• _Questions on the material_:
**1)** In the passage on peripheral vision, what are the very short pauses between eye jumps called?
**2)** Reproduce the portion of the passage on peripheral vision starting with "Actually there is" and going on through "go to work.".

• _Excerpt to read_:
Actually there is some vision science behind this phenomenon. Your fovea is what you use to focus on things and it's got lots of cone cells that are good at picking up colors and specific details but are not so good at picking up motion. The rest of your eye though has tons of rod cells that effectively see just black and white, but are really good at doing motion detection (mainly to recognize predators and prey in your peripheral vision). So instead of trying to use your fovea to find the plane (which it really sucks at doing), you instead keep your eye moving which exposes much more of the scene to rod cells and let their natural motion detection abilities go to work.
> Only a small part of the retina, in the centre and called the fovea, can generate a high-resolution image. This is why we need to look directly at something, by moving our eyes, to see detail. The rest of the retina contributes to our visual experience by adding the peripheral detail — hence peripheral vision. Peripheral vision cannot resolve detail, which prevents the brain from being overloaded with too much information, but it is very good at detecting movement.
> Well, first, it is an unfortunate fact that if you are converging on a given point with another vehicle at the same speed, and assuming that you are both traveling in a straight line, then there is no apparent movement noticeable by the occupant of either vehicle. That is, to the driver of each vehicle, the other will remain in exactly the same position in the windscreen up to the point of impact. There is no relative movement — so our peripheral vision is not suited to detecting it.
> Now for the really interesting part. When we move our head and eyes to scan a scene, our eyes are incapable of moving smoothly across that scene and seeing everything. This makes perfect sense: just like trying to take a picture without holding the camera still. The image would be blurred. So, our clever brain overcomes this by moving our eyes (really fast, remember) in a series of jumps (called saccades) with very short pauses (called fixations and it is only during the pauses that an image is processed. Our brains fill in the gaps with a combination of peripheral vision and an assumption that what is in the gaps must be the same as what you see during the pauses.

• _Source material_:

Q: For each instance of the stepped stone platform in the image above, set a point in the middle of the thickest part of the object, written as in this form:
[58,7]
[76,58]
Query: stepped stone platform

• _Answers for the tasks_:
**1)** Fixations.

**2)**
Actually there is some vision science behind this phenomenon. Your fovea is what you use to focus on things and it's got lots of cone cells that are good at picking up colors and specific details but are not so good at picking up motion. The rest of your eye though has tons of rod cells that effectively see just black and white, but are really good at doing motion detection (mainly to recognize predators and prey in your peripheral vision). So instead of trying to use your fovea to find the plane (which it really sucks at doing), you instead keep your eye moving which exposes much more of the scene to rod cells and let their natural motion detection abilities go to work.